* Begin TEXT *

I wrote poems under a different name.
Oronno Ahmed. That is who I was on the page. From Santahar, Bogura. Living in Dhaka. Writing quietly on a Bengali poetry website for years while my real name was busy doing other things. Passing exams. Sitting in offices. Sending job applications. Being someone’s son who was going to be okay.
The poems knew things my real name was not allowed to say.
One of them said it plainly. “জ্বি হুজুর! জ্বি স্যার! জ্বি জনাব!” Yes sir, yes sir, yes sir. The life of a man who has learned to fold himself small for whoever is above him. And underneath that, a line about lifelong dreams getting buried. “আজন্ম লালিত স্বপ্ন ঢাকা পড়ে যায়।” Covered over. Not destroyed. Just covered. Waiting somewhere underneath.
I was a science student until intermediate. After HSC I went to Dhaka for engineering admission coaching. Farmgate. The Omega coaching center. I had hopes. I did not get through to a government engineering university. Private universities were too expensive for my family. I stopped studying for a year. Dropped. Then changed direction entirely and enrolled in business studies.
It was not what I had planned. But I found genuine interest inside it. First class in graduation. First class in post graduation. Then four years of CA articleship. Long hours, serious responsibility, modest pay, real knowledge. I was building something, I believed. A qualification that would justify the years. That would repay the cost. That would finally deliver the life everyone was quietly waiting for.
Nobody said it loudly. That is the thing about this kind of pressure.
My parents never demanded anything. The relatives never issued instructions. But all of them together, through their silences and their careful hopes, created something heavier than any spoken demand. A boy who gets good marks is praised. A boy who does not is told he is ruining his future. The lesson arrives early and settles deep. You study because you are afraid of what happens if you do not. Not because you are curious. Not because it is taking you somewhere you actually want to go. Because disapproval is a weight you do not want to carry.

* End TEXT *
* Begin DATA EXTRACT *

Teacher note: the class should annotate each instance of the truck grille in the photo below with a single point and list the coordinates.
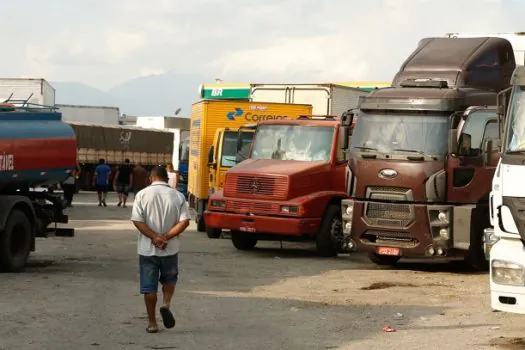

* End DATA EXTRACT *

■ **EXERCISE REQUIREMENTS**
[1] Summarize the text in three sentences.
[2] Repeat the portion of the text between "Oronno Ahmed. That" and "allowed to say.", inclusive.
The data isn't needed here.

■ **ANSWERS TO THE EXERCISE**
[1] Under the name Oronno Ahmed, the writer posted poems for years on a Bengali poetry website, and those poems said what the writer's real name could not, including a life of deference to superiors and dreams that were covered over but not destroyed. After missing admission to a government engineering university and finding private universities too expensive, the writer dropped a year, switched to business studies, earned first class in graduation and post graduation, and then did four years of CA articleship. All of this happened under unspoken pressure from parents and relatives, which taught the writer to study out of fear of disapproval rather than curiosity.

[2]
Oronno Ahmed. That is who I was on the page. From Santahar, Bogura. Living in Dhaka. Writing quietly on a Bengali poetry website for years while my real name was busy doing other things. Passing exams. Sitting in offices. Sending job applications. Being someone’s son who was going to be okay.
The poems knew things my real name was not allowed to say.